**YOUR ASSIGNMENT:** Give back exactly the lines of the material below that start at the line containing "phrase -- skin" and end at the line containing "phrase -- brown eye", and no others.

═══ RECORDS SHOWN ═══

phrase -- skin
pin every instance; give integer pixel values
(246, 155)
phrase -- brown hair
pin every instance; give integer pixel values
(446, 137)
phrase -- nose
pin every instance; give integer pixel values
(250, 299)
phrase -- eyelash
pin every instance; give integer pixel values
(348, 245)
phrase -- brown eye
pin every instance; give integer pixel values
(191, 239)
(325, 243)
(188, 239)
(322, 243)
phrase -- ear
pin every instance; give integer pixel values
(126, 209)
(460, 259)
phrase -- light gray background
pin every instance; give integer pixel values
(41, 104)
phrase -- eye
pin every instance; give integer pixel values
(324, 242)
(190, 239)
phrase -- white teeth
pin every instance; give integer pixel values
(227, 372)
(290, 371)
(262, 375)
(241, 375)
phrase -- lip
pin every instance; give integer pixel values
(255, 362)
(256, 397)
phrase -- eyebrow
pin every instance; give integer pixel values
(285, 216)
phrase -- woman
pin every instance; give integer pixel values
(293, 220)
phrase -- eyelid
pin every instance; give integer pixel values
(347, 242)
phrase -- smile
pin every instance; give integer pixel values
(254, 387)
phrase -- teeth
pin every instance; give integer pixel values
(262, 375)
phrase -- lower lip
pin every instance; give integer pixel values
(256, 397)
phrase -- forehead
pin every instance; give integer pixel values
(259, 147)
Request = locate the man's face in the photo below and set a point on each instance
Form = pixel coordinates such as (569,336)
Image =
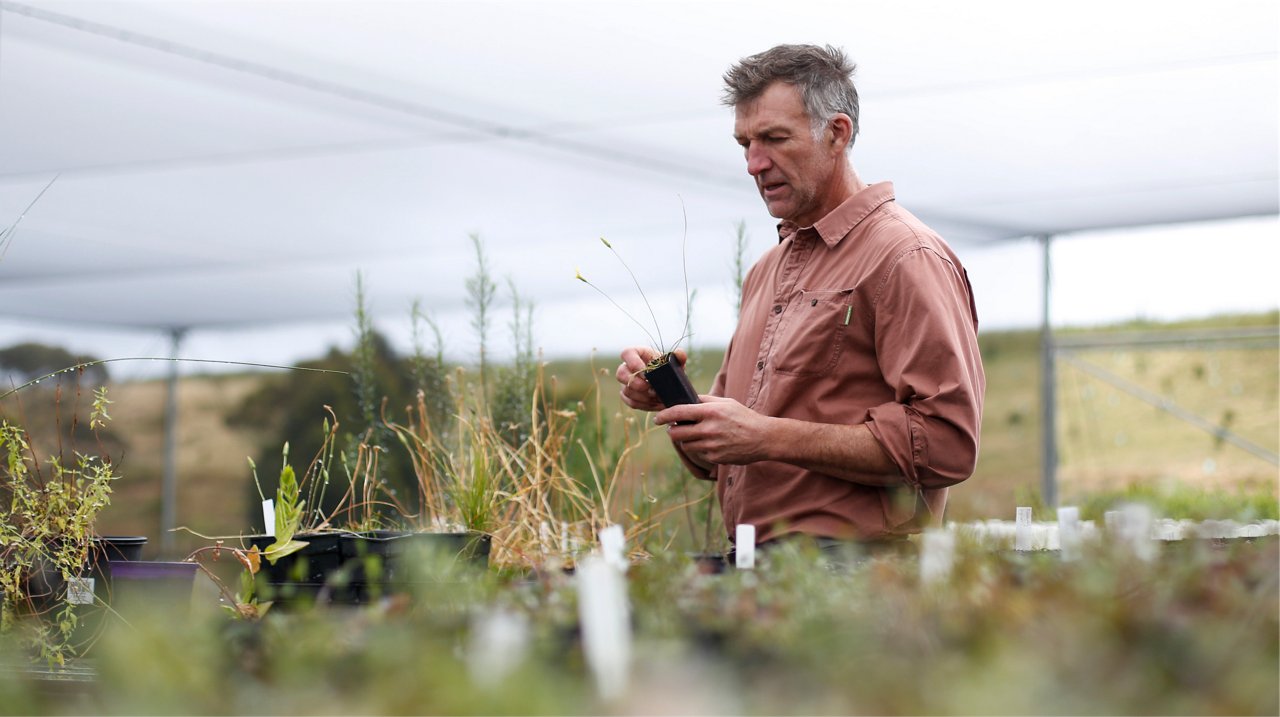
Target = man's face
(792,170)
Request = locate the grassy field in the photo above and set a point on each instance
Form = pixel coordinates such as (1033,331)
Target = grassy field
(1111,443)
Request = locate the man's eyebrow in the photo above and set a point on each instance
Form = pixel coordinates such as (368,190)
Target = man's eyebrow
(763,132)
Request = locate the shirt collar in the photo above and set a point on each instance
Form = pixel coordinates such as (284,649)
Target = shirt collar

═══
═══ RECORDS SHOWN ═══

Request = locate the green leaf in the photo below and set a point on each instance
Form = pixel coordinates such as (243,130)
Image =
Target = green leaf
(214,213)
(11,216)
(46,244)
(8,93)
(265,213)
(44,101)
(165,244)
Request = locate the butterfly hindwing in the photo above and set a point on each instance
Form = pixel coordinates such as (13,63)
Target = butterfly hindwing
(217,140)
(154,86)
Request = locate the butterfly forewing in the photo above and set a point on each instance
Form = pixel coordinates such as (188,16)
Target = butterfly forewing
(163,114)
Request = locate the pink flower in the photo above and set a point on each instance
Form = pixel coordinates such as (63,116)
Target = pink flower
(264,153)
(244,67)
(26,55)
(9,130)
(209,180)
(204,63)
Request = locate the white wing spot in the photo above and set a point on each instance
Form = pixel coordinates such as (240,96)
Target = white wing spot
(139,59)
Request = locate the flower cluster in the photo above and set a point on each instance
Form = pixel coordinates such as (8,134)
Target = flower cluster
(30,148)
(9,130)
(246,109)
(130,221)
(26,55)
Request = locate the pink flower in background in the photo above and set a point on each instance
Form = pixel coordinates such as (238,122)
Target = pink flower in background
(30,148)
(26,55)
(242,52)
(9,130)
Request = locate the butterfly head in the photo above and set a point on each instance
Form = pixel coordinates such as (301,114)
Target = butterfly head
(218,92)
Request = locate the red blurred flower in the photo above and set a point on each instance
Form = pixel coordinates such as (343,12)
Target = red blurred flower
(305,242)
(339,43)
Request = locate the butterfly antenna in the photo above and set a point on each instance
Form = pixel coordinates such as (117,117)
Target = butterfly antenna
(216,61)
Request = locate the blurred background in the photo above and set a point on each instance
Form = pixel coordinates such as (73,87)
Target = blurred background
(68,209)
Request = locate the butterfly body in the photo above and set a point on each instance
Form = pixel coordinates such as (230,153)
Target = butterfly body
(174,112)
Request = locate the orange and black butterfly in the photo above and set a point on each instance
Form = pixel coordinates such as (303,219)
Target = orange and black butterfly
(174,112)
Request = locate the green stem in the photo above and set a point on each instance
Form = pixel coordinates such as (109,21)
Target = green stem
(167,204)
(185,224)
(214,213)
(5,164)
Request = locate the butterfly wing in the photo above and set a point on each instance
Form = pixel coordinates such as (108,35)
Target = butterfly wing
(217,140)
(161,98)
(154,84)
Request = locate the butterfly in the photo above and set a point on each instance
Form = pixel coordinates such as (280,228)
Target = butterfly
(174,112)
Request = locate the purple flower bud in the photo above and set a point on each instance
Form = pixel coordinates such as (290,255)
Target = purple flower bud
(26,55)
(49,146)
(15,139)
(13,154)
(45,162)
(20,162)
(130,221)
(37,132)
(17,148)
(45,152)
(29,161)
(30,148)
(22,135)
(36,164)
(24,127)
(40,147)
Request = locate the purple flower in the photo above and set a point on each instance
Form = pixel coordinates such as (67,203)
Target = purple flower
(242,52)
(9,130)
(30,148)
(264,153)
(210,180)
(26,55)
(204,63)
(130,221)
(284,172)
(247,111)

═══
═══ RECORDS SHOWN ═══

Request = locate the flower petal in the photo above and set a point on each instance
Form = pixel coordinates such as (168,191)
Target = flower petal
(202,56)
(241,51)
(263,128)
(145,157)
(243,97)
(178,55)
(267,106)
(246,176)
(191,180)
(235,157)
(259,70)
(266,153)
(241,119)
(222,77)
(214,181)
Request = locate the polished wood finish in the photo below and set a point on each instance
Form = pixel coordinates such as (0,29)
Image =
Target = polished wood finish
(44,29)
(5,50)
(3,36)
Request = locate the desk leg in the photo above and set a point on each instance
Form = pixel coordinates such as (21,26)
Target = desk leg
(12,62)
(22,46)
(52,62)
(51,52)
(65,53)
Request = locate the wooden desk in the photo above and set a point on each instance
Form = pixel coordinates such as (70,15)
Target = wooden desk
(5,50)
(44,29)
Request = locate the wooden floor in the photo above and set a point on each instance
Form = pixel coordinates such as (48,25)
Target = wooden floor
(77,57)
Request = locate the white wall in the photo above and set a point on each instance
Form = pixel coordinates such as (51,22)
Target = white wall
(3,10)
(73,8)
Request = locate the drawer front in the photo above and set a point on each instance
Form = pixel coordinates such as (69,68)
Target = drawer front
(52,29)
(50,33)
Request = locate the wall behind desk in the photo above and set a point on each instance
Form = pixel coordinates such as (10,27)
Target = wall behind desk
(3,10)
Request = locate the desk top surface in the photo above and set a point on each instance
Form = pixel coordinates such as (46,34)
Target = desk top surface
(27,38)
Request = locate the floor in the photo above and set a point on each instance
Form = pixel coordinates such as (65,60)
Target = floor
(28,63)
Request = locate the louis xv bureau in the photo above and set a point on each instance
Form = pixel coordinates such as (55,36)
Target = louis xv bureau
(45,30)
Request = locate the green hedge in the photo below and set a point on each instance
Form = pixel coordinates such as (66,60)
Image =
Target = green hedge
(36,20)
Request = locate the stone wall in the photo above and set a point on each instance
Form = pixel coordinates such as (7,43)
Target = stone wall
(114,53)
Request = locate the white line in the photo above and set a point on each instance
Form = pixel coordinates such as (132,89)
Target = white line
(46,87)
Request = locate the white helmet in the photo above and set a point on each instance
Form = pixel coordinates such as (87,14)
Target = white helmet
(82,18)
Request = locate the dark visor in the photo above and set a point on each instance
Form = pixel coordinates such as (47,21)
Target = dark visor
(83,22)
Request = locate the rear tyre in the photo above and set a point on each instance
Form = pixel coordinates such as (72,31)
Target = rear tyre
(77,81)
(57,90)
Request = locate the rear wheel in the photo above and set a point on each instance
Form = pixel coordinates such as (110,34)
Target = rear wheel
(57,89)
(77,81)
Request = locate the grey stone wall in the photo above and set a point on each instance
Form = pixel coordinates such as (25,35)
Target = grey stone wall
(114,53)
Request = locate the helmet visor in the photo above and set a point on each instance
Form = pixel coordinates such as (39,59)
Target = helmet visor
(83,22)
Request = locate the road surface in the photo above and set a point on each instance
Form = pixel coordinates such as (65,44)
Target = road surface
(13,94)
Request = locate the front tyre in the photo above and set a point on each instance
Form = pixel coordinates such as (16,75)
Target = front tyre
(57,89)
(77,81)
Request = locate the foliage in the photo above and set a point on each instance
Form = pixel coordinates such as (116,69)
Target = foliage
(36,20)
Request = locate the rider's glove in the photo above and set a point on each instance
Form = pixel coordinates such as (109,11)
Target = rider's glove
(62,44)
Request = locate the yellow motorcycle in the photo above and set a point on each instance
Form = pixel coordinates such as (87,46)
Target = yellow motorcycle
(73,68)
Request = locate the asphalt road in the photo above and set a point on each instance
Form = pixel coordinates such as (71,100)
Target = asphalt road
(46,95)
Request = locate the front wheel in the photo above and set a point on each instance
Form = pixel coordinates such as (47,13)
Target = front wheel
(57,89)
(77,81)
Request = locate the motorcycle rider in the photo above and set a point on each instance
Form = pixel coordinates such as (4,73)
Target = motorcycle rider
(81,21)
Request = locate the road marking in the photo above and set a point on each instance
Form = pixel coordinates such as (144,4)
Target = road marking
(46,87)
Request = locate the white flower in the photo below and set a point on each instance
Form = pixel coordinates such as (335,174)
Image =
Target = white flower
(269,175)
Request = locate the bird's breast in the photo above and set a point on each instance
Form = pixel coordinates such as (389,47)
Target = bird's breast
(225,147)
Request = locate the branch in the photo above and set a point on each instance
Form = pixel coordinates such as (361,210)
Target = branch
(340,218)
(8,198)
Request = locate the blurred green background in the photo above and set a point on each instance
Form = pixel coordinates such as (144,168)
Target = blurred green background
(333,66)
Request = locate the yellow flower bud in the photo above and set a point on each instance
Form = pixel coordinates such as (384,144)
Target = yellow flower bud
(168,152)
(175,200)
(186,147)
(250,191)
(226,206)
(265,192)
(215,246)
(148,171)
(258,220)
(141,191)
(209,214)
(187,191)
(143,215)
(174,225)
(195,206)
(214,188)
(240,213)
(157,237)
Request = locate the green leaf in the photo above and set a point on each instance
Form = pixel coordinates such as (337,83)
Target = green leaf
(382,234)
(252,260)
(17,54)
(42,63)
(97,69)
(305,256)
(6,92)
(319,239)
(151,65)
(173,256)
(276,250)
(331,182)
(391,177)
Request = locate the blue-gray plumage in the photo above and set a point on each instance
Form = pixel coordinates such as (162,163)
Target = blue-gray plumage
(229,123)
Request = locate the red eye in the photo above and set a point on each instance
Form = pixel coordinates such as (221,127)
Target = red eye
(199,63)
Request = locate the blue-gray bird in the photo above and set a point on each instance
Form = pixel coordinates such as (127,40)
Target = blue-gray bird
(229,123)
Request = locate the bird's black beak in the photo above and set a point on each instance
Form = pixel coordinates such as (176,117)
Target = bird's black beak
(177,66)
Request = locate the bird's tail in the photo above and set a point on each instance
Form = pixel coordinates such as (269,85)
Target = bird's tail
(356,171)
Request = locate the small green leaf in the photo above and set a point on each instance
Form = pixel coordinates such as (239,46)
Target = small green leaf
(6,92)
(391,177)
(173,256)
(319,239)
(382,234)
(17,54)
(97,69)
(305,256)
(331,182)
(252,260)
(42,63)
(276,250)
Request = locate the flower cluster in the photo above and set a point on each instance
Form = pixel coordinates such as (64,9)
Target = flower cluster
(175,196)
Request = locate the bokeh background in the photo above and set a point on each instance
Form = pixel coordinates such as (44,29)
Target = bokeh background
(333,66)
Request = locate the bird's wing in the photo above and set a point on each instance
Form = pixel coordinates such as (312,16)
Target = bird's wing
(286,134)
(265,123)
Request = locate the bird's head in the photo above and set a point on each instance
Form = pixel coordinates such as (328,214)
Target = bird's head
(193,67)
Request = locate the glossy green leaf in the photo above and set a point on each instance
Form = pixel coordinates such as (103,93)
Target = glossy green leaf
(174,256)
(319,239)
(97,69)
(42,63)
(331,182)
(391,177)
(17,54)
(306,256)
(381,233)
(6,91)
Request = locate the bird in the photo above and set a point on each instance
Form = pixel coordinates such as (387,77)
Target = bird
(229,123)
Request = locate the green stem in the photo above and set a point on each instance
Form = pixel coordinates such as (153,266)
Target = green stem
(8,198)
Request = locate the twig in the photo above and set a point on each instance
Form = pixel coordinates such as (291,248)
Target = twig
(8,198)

═══

**COMPLETED EXERCISE:**
phrase -- skin
pin every instance; give integer pixel values
(246, 155)
phrase -- brown hair
pin every instance; give integer pixel values
(446, 137)
phrase -- nose
pin every instance; give integer pixel values
(250, 299)
phrase -- eyelash
pin every instance; give integer pixel values
(348, 245)
phrase -- brown eye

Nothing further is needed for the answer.